#### [Text shown]
◆ ◆ ◆

Overtaking in Mexico can be done from both sides too. While I would never dream of jumping the queue if there were two or more lanes advancing slowly, in Mexico it is a case of performing any possible manoeuver at any cost in order to advance by one car space and gain perhaps three second of advantage. When I wave a car through ahead of me in Mexico I am greeted with open-mouthed amazement on the other driver's part that I would sacrifice those three seconds of my life in order to be fair and respectful. This has the added benefit that, although I may lose perhaps up to half a minute of my life on any given journey, my car (or rather, to be more accurate, my sister-in-law's car) arrives at its destination unscathed.
In short, I think that there must be fewer mishaps-per-mile driving in Mexico than in Europe or America.


----------



## Isla Verde

I wonder how skillful many Mexican drivers are if you consider the fact that, at least in Mexico City, you can get a driver's license without taking any sort of practical test.


----------



## joaquinx

TundraGreen said:


> I've never seen a horse with turn signals. Now, a horse with blinders, those are pretty common.


Blinkers or blinders - they're the same. Horses can't see much in front of them, so they are very similar to Mexican drivers.


----------



## citlali

Driving without blinkers will get you a ticket..

If there are fewer mishaps in Mexico than in Europe or US /Canada why is the insurrance so high here ?


----------



## maesonna

Perhaps the base is smaller here, since many drivers are not insured. They are not paying into the insurance pool, making premiums higher for those who do pay. 

In Canada, auto insurance is obligatory. What about US or Europe?


----------



## citlali

it is obligatory in the US and Europe as well and the labor is higher too.


----------



## lomas108

I can't accept the fact that the general ability level of driving here is the same as places where it's necessary to take a test to get a license. I've seen some utterly hurrendous driving here, way worse than what I am used to seeing in UK. However, I've found that consequently, my general level of awareness of what is happening around me is a bit higher, as is my road rage frequency


----------



## Hound Dog

I have not found drivers in Mexico City to be that aggressive nor incompetent. We used to drive through the heart of the city several times a year until they built the Arco Norte bypass and never had any problems after we got rid of thos two Californuia plated vehicles which attractyed crookd cops like a dead rabbit to a vulture. Sincé we got Mexican plates - no poblems as of yet. In my limited experience, I would say the worst drivers in Mexico drive in Oaxaca City followed by Villahermoso, Veracruz City and Tuxtla Gutiérrez but there must be other legitimate candidates.

◆ ◆ ◆

#### [Information provided]
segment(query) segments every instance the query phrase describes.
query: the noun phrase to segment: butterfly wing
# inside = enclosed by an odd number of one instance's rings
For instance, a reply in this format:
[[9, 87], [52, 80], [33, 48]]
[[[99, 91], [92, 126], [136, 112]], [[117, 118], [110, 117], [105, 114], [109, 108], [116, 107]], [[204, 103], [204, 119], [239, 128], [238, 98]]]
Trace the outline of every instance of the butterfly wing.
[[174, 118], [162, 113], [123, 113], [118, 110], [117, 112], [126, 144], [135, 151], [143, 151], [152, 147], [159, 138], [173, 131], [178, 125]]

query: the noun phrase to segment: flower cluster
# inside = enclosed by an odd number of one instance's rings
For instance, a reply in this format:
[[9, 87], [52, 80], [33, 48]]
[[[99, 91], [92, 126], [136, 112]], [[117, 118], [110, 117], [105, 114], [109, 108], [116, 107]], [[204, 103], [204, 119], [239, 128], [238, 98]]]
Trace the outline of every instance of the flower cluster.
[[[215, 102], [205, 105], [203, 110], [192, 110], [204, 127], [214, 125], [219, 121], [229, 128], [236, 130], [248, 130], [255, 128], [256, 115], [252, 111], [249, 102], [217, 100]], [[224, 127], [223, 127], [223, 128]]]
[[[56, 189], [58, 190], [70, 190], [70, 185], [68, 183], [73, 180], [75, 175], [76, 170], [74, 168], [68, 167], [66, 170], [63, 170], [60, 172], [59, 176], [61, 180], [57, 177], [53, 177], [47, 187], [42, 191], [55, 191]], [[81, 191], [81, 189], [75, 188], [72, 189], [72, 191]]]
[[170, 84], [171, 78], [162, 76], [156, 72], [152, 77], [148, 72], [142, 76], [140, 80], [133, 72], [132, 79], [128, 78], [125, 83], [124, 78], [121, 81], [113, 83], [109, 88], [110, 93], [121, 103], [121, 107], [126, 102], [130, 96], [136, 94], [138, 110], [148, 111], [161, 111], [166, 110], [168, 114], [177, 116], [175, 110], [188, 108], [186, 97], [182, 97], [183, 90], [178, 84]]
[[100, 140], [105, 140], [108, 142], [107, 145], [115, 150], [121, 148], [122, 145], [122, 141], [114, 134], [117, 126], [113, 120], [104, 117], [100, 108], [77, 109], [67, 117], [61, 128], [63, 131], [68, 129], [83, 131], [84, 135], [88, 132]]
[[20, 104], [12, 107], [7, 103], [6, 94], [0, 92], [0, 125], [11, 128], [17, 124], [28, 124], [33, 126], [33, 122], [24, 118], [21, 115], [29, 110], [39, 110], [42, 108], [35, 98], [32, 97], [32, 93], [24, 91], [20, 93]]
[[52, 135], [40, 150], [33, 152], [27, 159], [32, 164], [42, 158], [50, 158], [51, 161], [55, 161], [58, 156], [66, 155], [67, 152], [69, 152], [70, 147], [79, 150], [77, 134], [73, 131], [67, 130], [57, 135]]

◆ ◆ ◆

#### [Work item]
Rewrite the thread on driving in Mexico from "## maesonna" up to and including "US or Europe?", putting "rates" in place of "premiums". The data were taken from a different source than the thread.

#### [Completed exercise]
## maesonna

Perhaps the base is smaller here, since many drivers are not insured. They are not paying into the insurance pool, making rates higher for those who do pay. 

In Canada, auto insurance is obligatory. What about US or Europe?